Exercise — Every record below should be printed exactly as it appears.
>>
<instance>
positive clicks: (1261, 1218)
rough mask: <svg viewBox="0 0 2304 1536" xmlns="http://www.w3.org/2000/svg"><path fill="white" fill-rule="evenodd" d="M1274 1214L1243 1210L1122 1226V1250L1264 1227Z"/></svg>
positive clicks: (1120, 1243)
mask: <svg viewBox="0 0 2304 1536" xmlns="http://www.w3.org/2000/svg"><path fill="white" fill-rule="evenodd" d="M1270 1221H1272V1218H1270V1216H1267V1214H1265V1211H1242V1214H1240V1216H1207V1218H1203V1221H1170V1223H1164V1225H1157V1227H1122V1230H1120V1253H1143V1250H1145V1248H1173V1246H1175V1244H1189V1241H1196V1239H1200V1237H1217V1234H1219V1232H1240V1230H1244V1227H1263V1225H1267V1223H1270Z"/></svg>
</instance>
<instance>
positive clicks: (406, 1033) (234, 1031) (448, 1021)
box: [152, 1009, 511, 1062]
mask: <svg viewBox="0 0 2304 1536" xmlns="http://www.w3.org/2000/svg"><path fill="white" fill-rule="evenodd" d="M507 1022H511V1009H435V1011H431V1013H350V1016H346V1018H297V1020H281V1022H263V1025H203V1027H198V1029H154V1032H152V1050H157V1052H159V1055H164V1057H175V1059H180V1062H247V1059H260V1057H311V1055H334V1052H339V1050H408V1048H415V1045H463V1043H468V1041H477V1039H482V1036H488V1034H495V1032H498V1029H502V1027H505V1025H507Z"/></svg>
<<
Worked solution —
<instance>
positive clicks: (1261, 1218)
rough mask: <svg viewBox="0 0 2304 1536" xmlns="http://www.w3.org/2000/svg"><path fill="white" fill-rule="evenodd" d="M1274 1214L1243 1210L1122 1226V1250L1264 1227Z"/></svg>
positive clicks: (1120, 1243)
mask: <svg viewBox="0 0 2304 1536" xmlns="http://www.w3.org/2000/svg"><path fill="white" fill-rule="evenodd" d="M1270 1221H1272V1218H1270V1216H1267V1214H1265V1211H1242V1214H1240V1216H1207V1218H1203V1221H1170V1223H1164V1225H1157V1227H1122V1230H1120V1253H1143V1250H1145V1248H1173V1246H1175V1244H1189V1241H1196V1239H1200V1237H1217V1234H1219V1232H1240V1230H1244V1227H1263V1225H1267V1223H1270Z"/></svg>
</instance>
<instance>
positive clicks: (406, 1033) (234, 1031) (448, 1021)
box: [152, 1009, 511, 1062]
mask: <svg viewBox="0 0 2304 1536" xmlns="http://www.w3.org/2000/svg"><path fill="white" fill-rule="evenodd" d="M507 1022H511V1009H435V1011H431V1013H350V1016H346V1018H297V1020H281V1022H263V1025H203V1027H198V1029H154V1032H152V1050H157V1052H159V1055H164V1057H175V1059H180V1062H247V1059H260V1057H311V1055H334V1052H339V1050H408V1048H415V1045H463V1043H468V1041H477V1039H482V1036H488V1034H495V1032H498V1029H502V1027H505V1025H507Z"/></svg>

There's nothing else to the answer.